Assignment>
Copy out the line containing "point: wooden fence" and each line after it, through the last one in the material, exactly as written.

----- Data to process

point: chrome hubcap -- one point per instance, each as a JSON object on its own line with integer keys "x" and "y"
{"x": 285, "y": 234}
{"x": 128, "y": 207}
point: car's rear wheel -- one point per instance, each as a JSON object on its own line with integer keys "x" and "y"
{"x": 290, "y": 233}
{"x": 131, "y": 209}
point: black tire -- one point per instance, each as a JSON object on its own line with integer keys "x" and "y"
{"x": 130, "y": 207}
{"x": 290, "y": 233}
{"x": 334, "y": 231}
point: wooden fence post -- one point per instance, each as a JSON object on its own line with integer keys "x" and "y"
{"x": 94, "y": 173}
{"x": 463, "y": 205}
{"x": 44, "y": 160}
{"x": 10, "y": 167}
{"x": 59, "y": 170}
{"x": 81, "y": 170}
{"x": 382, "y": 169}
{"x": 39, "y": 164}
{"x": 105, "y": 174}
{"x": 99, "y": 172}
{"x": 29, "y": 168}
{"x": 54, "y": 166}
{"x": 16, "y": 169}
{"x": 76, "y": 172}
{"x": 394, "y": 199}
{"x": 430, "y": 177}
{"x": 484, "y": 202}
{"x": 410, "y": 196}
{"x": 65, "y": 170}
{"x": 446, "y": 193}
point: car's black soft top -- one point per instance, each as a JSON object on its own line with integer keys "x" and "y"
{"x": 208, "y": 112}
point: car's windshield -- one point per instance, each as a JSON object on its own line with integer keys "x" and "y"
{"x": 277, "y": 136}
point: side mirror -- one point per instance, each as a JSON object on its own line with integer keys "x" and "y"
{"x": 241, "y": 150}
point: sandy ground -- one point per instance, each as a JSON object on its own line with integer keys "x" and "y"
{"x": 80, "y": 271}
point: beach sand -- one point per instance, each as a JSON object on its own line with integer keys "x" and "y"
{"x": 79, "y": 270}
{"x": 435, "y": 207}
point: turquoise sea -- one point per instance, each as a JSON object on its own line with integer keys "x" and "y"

----------

Result of this exercise>
point: wooden fence post -- one point per instance, each as a JSON object on its own line with integer keys "x" and "y"
{"x": 94, "y": 173}
{"x": 463, "y": 205}
{"x": 44, "y": 160}
{"x": 10, "y": 167}
{"x": 59, "y": 170}
{"x": 81, "y": 170}
{"x": 382, "y": 169}
{"x": 39, "y": 164}
{"x": 105, "y": 174}
{"x": 99, "y": 172}
{"x": 29, "y": 168}
{"x": 54, "y": 166}
{"x": 16, "y": 169}
{"x": 76, "y": 172}
{"x": 394, "y": 199}
{"x": 430, "y": 177}
{"x": 484, "y": 202}
{"x": 410, "y": 196}
{"x": 65, "y": 170}
{"x": 446, "y": 193}
point: car's black soft top -- one point per instance, each as a JSON object on its own line with integer keys "x" and "y"
{"x": 208, "y": 112}
point: car's windshield -- one point per instance, each as a JSON object on its own line with integer keys "x" and "y"
{"x": 277, "y": 136}
point: side mirror -- one point per instance, each as a JSON object on its own line with integer keys "x" and "y"
{"x": 241, "y": 150}
point: sandy ground -- one point per instance, each as a JSON object on its own line with integer keys "x" and "y"
{"x": 80, "y": 271}
point: beach sand -- one point per instance, each as a JSON object on its own line with integer keys "x" and "y"
{"x": 79, "y": 270}
{"x": 435, "y": 207}
point: turquoise sea -- one point per instance, each as a JSON object on its own line with integer keys "x" and "y"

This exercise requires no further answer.